Exercise details>
If a line in the records below contains "gorge", copy that line.

Data under study>
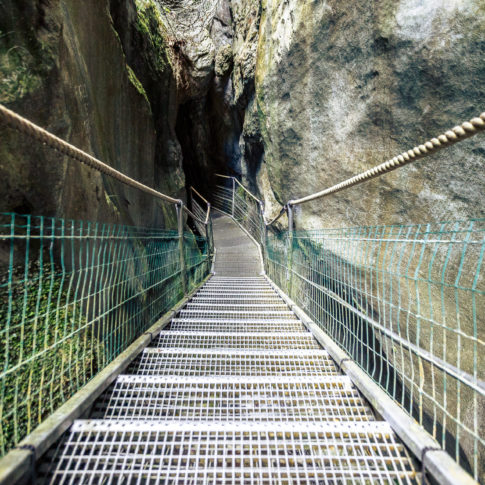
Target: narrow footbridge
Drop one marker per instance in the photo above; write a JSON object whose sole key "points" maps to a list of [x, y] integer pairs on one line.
{"points": [[232, 348], [235, 390]]}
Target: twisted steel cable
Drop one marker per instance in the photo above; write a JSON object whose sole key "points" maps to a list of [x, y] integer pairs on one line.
{"points": [[25, 126]]}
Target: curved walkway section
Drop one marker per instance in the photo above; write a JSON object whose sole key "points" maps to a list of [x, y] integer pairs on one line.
{"points": [[236, 391]]}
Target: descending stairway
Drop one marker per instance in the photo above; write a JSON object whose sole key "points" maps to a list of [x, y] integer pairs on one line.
{"points": [[236, 391]]}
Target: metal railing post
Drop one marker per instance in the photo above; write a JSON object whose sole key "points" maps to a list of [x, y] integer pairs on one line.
{"points": [[180, 224]]}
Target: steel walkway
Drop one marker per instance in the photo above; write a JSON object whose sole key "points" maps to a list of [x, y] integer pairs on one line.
{"points": [[236, 391]]}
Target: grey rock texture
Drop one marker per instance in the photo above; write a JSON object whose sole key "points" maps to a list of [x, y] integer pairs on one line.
{"points": [[341, 86], [65, 66]]}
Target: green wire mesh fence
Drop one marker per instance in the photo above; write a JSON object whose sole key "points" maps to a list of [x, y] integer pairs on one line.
{"points": [[246, 211], [407, 303], [74, 295]]}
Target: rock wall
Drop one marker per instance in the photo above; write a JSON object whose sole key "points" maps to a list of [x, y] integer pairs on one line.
{"points": [[96, 74], [341, 86]]}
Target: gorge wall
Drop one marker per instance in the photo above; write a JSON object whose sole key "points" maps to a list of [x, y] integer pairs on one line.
{"points": [[291, 96], [341, 86]]}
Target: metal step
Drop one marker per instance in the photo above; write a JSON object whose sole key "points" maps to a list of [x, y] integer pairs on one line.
{"points": [[210, 362], [214, 325], [234, 399], [237, 340], [106, 451], [236, 291]]}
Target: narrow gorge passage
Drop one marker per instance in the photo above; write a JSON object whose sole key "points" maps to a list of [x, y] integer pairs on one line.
{"points": [[236, 390]]}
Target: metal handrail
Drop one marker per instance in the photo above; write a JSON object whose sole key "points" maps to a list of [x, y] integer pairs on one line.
{"points": [[450, 137], [199, 194], [208, 213]]}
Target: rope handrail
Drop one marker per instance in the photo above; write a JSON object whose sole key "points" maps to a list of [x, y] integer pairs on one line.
{"points": [[450, 137], [25, 126], [199, 194]]}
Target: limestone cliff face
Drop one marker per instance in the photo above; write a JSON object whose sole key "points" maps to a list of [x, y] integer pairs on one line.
{"points": [[341, 86], [97, 75], [344, 85]]}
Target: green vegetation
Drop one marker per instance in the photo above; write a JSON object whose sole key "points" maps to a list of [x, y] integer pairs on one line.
{"points": [[47, 352]]}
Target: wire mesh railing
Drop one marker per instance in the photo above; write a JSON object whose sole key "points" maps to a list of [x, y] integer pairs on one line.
{"points": [[74, 295], [405, 302]]}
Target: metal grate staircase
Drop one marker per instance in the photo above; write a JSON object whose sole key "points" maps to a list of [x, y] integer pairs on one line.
{"points": [[236, 391]]}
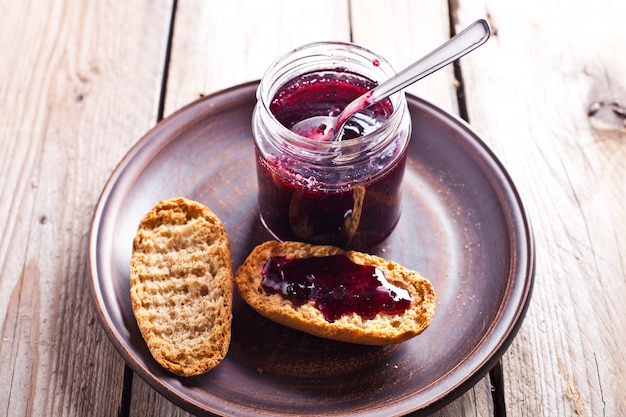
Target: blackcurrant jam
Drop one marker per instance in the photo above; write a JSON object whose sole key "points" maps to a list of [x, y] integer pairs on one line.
{"points": [[336, 285], [345, 192]]}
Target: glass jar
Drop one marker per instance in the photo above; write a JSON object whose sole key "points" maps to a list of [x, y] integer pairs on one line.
{"points": [[344, 192]]}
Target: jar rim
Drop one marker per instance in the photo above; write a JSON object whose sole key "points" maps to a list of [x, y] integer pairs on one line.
{"points": [[335, 56]]}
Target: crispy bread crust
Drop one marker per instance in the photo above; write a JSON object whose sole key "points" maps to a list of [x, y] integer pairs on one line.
{"points": [[382, 330], [181, 286]]}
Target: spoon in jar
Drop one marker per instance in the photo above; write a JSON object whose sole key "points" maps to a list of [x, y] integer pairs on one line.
{"points": [[328, 128]]}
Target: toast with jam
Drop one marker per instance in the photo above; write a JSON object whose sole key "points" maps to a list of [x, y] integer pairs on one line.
{"points": [[341, 295]]}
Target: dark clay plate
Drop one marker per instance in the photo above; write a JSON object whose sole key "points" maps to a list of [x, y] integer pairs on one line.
{"points": [[463, 226]]}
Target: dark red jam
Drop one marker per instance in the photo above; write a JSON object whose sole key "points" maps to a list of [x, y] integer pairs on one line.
{"points": [[327, 94], [295, 202], [336, 285]]}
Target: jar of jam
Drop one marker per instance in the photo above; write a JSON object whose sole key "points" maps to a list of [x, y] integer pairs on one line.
{"points": [[344, 192]]}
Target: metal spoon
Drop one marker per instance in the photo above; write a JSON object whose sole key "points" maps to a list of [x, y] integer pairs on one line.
{"points": [[328, 128]]}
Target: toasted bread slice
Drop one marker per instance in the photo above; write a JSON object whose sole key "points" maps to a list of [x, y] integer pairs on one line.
{"points": [[383, 329], [181, 286]]}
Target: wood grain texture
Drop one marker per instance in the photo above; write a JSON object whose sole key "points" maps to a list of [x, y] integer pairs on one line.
{"points": [[77, 92], [220, 44], [546, 93]]}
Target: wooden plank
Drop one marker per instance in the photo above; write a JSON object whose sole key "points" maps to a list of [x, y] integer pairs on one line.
{"points": [[547, 92], [77, 94], [210, 53]]}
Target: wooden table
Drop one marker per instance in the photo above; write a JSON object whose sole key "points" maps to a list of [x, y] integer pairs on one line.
{"points": [[82, 81]]}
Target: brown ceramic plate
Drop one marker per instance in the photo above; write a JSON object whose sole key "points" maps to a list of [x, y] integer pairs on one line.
{"points": [[463, 226]]}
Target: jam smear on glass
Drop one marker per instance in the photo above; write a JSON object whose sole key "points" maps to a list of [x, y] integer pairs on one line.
{"points": [[336, 285]]}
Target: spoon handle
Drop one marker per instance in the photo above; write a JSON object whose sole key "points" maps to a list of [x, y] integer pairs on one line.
{"points": [[465, 41]]}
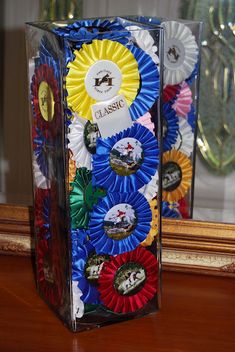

Exercise output>
Target: gorge wall
Target: narrow gorge passage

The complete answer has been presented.